*** INFORMATION GIVEN ***
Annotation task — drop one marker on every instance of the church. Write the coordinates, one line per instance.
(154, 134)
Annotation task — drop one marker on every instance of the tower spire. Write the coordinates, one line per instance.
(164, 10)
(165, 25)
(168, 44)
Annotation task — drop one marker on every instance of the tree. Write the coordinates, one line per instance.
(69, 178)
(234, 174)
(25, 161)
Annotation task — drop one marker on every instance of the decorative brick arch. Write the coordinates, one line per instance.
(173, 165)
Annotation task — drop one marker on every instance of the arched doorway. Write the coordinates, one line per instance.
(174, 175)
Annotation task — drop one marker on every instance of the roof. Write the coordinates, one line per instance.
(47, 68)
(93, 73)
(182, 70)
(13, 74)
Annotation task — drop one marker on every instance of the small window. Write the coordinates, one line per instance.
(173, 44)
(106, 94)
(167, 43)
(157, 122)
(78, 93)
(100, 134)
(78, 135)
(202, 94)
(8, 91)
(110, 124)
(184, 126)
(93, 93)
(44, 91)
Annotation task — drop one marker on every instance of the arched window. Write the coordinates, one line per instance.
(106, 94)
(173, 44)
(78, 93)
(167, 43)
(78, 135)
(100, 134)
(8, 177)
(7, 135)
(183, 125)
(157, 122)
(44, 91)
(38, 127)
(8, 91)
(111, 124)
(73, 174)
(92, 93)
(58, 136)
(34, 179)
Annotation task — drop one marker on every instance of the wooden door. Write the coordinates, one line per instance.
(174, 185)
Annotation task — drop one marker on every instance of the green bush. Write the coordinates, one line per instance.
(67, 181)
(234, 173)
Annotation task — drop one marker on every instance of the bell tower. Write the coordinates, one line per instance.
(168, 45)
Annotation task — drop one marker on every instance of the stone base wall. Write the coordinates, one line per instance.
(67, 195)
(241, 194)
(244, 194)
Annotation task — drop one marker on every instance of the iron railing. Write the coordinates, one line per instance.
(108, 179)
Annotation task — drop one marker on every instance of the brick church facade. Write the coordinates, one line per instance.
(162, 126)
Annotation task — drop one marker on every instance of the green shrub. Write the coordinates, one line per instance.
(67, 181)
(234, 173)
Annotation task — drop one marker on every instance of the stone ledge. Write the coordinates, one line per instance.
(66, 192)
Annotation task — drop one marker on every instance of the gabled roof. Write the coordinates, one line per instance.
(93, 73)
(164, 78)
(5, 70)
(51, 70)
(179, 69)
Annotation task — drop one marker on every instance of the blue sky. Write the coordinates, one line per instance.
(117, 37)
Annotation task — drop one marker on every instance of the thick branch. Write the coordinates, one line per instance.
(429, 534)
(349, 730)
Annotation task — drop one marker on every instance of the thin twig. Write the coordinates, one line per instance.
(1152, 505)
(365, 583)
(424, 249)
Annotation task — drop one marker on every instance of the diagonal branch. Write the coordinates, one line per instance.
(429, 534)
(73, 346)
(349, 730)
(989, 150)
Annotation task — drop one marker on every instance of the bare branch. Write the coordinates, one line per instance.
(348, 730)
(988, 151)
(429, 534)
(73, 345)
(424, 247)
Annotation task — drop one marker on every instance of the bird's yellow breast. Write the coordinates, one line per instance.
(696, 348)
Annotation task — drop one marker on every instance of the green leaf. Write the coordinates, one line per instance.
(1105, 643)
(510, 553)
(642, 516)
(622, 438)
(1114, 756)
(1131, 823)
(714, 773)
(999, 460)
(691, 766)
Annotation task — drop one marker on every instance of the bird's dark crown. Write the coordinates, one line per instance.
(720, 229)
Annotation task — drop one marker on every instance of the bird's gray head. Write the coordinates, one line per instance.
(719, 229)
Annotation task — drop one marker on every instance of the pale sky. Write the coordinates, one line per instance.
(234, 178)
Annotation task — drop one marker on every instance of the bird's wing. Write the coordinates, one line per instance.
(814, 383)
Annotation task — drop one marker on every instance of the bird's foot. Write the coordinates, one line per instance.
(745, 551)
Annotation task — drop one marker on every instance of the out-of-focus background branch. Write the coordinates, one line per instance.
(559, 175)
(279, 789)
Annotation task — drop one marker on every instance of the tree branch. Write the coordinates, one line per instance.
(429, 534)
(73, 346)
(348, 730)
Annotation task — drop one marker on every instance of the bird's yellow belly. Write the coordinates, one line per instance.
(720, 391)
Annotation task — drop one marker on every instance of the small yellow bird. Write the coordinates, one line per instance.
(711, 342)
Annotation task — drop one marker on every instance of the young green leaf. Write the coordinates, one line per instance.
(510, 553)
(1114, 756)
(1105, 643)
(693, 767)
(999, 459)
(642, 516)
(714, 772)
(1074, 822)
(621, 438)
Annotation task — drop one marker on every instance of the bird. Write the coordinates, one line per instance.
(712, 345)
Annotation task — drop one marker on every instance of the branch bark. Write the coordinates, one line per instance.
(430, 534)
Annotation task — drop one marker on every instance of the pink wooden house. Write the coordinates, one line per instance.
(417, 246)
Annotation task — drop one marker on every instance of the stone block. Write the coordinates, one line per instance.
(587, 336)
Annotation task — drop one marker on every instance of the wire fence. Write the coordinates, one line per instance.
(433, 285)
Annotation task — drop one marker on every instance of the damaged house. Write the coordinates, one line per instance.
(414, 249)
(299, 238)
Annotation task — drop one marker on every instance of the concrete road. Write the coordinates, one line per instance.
*** End of INFORMATION GIVEN ***
WHAT TO DO:
Every record above is to be given again precisely.

SOLUTION TO THIS EXERCISE:
Annotation task — drop one marker on every instance of the church. Write the coordinates, one line per instance.
(154, 134)
Annotation task — drop one marker on every instance of the tower spire. Write the coordinates, one line per instance.
(164, 10)
(165, 25)
(168, 44)
Annotation task — drop one marker on every instance of the tree. Write the coordinates, one line per instance.
(69, 178)
(234, 174)
(25, 161)
Annotation task — drop one marker on every instance of the decorative brick arch. Write the coordinates, one line per instance.
(173, 165)
Annotation task — drop one marker on every instance of the arched doorway. Write the coordinates, one line per instance.
(174, 175)
Annotation task — drop one marker on every instance of the roof. Write the coordinates, one line per instance.
(47, 68)
(93, 73)
(182, 70)
(13, 74)
Annotation task — drop one marker on every instance of the small window. Write the coordinates, one line per instance.
(173, 44)
(106, 94)
(167, 43)
(157, 122)
(78, 93)
(100, 134)
(78, 135)
(202, 94)
(8, 91)
(110, 124)
(184, 126)
(93, 93)
(44, 91)
Annotation task — drop one marker on every instance of the arched window. Write the coordinates, one line per instance.
(106, 94)
(173, 44)
(78, 93)
(167, 43)
(78, 135)
(100, 134)
(8, 177)
(7, 135)
(183, 125)
(157, 122)
(44, 91)
(38, 127)
(8, 91)
(111, 124)
(73, 174)
(92, 93)
(58, 136)
(34, 179)
Annotation task — drop one marker on every instance of the wooden door. Write the coordinates, one line per instance.
(174, 185)
Annotation task — drop one marker on every instance of the green bush. Write the coordinates, one line per instance.
(67, 181)
(234, 173)
Annotation task — drop one marker on every instance of the bell tower. Write the coordinates, one line per instance.
(168, 45)
Annotation task — drop one marker on every instance of the stone base wall. Write the coordinates, one line per instance.
(67, 195)
(241, 194)
(244, 194)
Annotation task — drop one marker on every instance of the iron railing. Write the coordinates, one line per instance.
(108, 179)
Annotation task — drop one marker on every instance of the brick church facade. Write the coordinates, one line per instance.
(162, 126)
Annotation task — drop one marker on every instance of the green shrub. Write the coordinates, one line per instance.
(67, 181)
(234, 173)
Annotation task — drop one marker on every instance of the stone ledge. Write the coordinates, one line per instance.
(66, 192)
Annotation task — drop one marker on every instance of the gabled roof. Write the coordinates, one line per instance.
(93, 73)
(164, 78)
(5, 70)
(51, 70)
(179, 69)
Annotation task — drop one marker on every instance of the blue sky. Write the coordinates, one line per instance.
(117, 37)
Annotation task — drop one marker on every instance of the thick branch. Write the coordinates, one line per instance.
(429, 534)
(349, 730)
Annotation task — drop one marker on every instance of the thin twig. Write the coordinates, one line per instance.
(1152, 505)
(365, 583)
(424, 249)
Annotation task — drop one marker on every instance of the diagonal branch. Write the coordinates, one line per instance.
(429, 534)
(73, 346)
(349, 730)
(989, 150)
Annotation task — drop one marker on every instance of the bare branch. Write the coordinates, one line per instance.
(348, 730)
(988, 151)
(429, 534)
(73, 345)
(424, 247)
Annotation task — drop one marker on every instance of the bird's yellow breast. Write the coordinates, one line per instance.
(696, 348)
Annotation task — drop one marker on every instance of the green leaf. Write the coordinates, one line per instance.
(1105, 643)
(510, 553)
(642, 516)
(622, 438)
(1114, 756)
(1131, 823)
(714, 773)
(999, 460)
(691, 766)
Annotation task — drop one marker on every instance of the bird's dark crown. Write the coordinates, one line per instance.
(720, 229)
Annotation task — drop one marker on every instance of the bird's gray head. Write the coordinates, one line per instance.
(719, 229)
Annotation task — drop one marker on every instance of the pale sky. Write the coordinates, one line per instance.
(234, 178)
Annotation task — drop one marker on every instance of the bird's wing. Write the coordinates, one line per instance.
(814, 383)
Annotation task — drop one marker on every instance of the bird's foot. Write the coordinates, one line per instance.
(745, 551)
Annotation task — drop one marker on every instance of the out-of-focus background branch. Write the coordinates, one line per instance.
(559, 175)
(279, 789)
Annotation task — drop one marker on every instance of the tree branch. Write the coordinates, one line per instance.
(429, 534)
(73, 346)
(348, 730)
Annotation task — drop one marker on every instance of the bird's yellow belly. Write the coordinates, one line per instance.
(720, 391)
Annotation task — drop one marker on every instance of the small yellow bird. Write the coordinates, one line per instance.
(711, 342)
Annotation task — drop one marker on every instance of the young green leaf. Write the coordinates, one line per instance.
(510, 553)
(1114, 756)
(1105, 643)
(693, 767)
(999, 459)
(642, 516)
(714, 772)
(1074, 822)
(621, 438)
Annotation task — drop one marker on every instance of the bird. Write the coordinates, one line per instance.
(712, 345)
Annotation task — drop one marker on every instance of the branch bark. Write the coordinates, one line per instance.
(430, 534)
Annotation task — drop one marker on every instance of the pink wooden house. Write the coordinates, one line per instance.
(417, 246)
Annotation task — drop one marker on every instance of the stone block. Write the coordinates, one line per instance.
(587, 336)
Annotation task — drop one marker on every instance of the wire fence. Write the coordinates, one line per instance.
(433, 285)
Annotation task — drop one marker on every instance of the damaged house. Write the coordinates, one line per instance.
(414, 249)
(299, 238)
Annotation task — drop one marker on every instance of the concrete road. Write the coordinates, one line per instance.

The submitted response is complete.